EXTRACT PROVIDED |
----------

Most models rely on multiple types of processing units - yet on a single, unified unit manager instance that drives them all.

However one can instead define, for a given model, multiple unit managers, each in charge of a subset of the types of processing units involved - provided that these unit managers partition these unit types, i.e. that each unit type is driven by exactly one unit manager instance.

If such a scheme allows the work on the processing units to be split in more autonomous parts, it induces limitations: relying on a single unit manager allows to store in its state all unified information about dataflow objects (based on the world events it listens to) and units (as, for that model, it is their sole manager), which is often necessary to perform proper channel creations (e.g. to determine the right instance of processing unit to be connected to a given dataflow object).

As a result, unit managers tend to define various associative tables, to keep track of which processing unit they created (e.g. a pollution computation) in response to the creation of which dataflow object (e.g. a car). Unit managers are then able to connect these units adequately, once they are reported as created.

As a result, each unit manager federates the units of specific types, so that it can perform - for computations and on behalf of the EM - what dataflow object managers perform for the simulated world on behalf of the WM [27]: a unit manager will synchronise the computation part of the dataflow regarding these unit types.

[27]	Similarly to object managers, unit managers typically take part to the simulation (e.g. they may create processing units) and therefore must be properly synchronized; as such they are simulation actors as well.

Mode of Operation

This synchronisation of the computational part of the dataflow could be explicitly dictated by an external source, as done previously for the part of the dataflow devoted to the description of the state of the simulated system. However, more often than not, the changes in the computation part may be determined automatically from the changes done on the state part, based on relevant rules. The purpose of the unit managers is to implement said rules.

To do so, each unit manager is to declare not only the types of processing units it is to manage (e.g. ResourceDemandUnitManager taking care of EnergyDemandUnit and WaterDemandUnit), but also the world synchronisation events it listens to, and how it is to react to them.

For example, ResourceDemandUnitManager may request to be notified whenever a building is created and/or whenever the current operating state of a given heat pump changed (e.g. from nominal mode to degraded mode). It may then choose to apply the relevant domain-specific actions in order to adapt the computations performed by the dataflow, such as, respectively, creating one instance of EnergyDemandUnit and of WaterDemandUnit and connecting them to the new building, or linking said heat pump to a different processing unit implementing a model corresponding to its new mode of operation (by updating their dataflow connectivity).

In practice, a given unit manager may declare (to the experiment manager) any number of event match clauses [28], whose granularity can be finely tuned (from a non-discriminating unit manager listening to all events of all types, to one focusing only on very precise matches [29]).

----------

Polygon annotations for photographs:

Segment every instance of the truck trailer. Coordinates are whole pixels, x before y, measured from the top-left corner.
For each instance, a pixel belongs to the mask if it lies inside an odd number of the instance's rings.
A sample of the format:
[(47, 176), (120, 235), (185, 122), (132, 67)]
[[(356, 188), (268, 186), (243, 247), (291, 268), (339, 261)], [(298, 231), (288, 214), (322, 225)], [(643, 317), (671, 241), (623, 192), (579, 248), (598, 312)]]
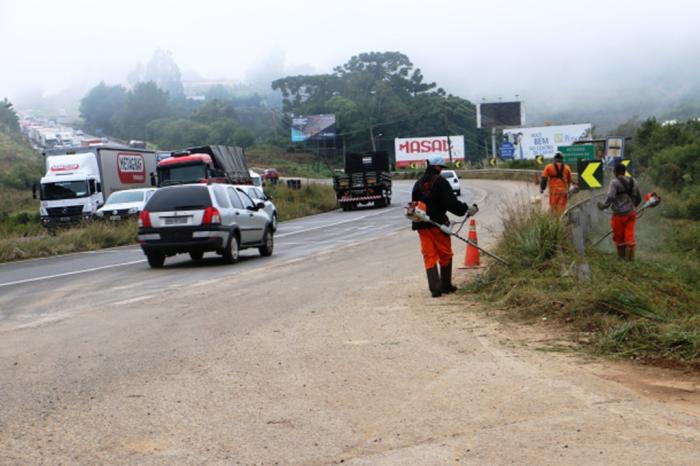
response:
[(344, 173), (333, 177), (333, 188), (343, 210), (355, 209), (360, 204), (388, 206), (391, 204), (389, 154), (346, 154)]
[(48, 228), (91, 218), (114, 191), (151, 186), (156, 170), (155, 152), (139, 149), (77, 147), (46, 151), (44, 158), (39, 213)]
[(158, 162), (158, 186), (188, 183), (252, 184), (240, 147), (201, 146), (174, 151)]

----------

WRITTEN REQUEST 1 |
Retype the passage of the text on unit managers that begins with the words containing "In practice, a" and ends with "precise matches [29]).".
WRITTEN REQUEST 2 |
Rewrite the entries from their beginning through the line containing "[(47, 176), (120, 235), (185, 122), (132, 67)]", changing "truck trailer" to "delivery van" and leaving everything else in those lines unchanged.

TASK RESPONSE 1 |
In practice, a given unit manager may declare (to the experiment manager) any number of event match clauses [28], whose granularity can be finely tuned (from a non-discriminating unit manager listening to all events of all types, to one focusing only on very precise matches [29]).

TASK RESPONSE 2 |
Segment every instance of the delivery van. Coordinates are whole pixels, x before y, measured from the top-left corner.
For each instance, a pixel belongs to the mask if it lies inside an odd number of the instance's rings.
A sample of the format:
[(47, 176), (120, 235), (185, 122), (132, 67)]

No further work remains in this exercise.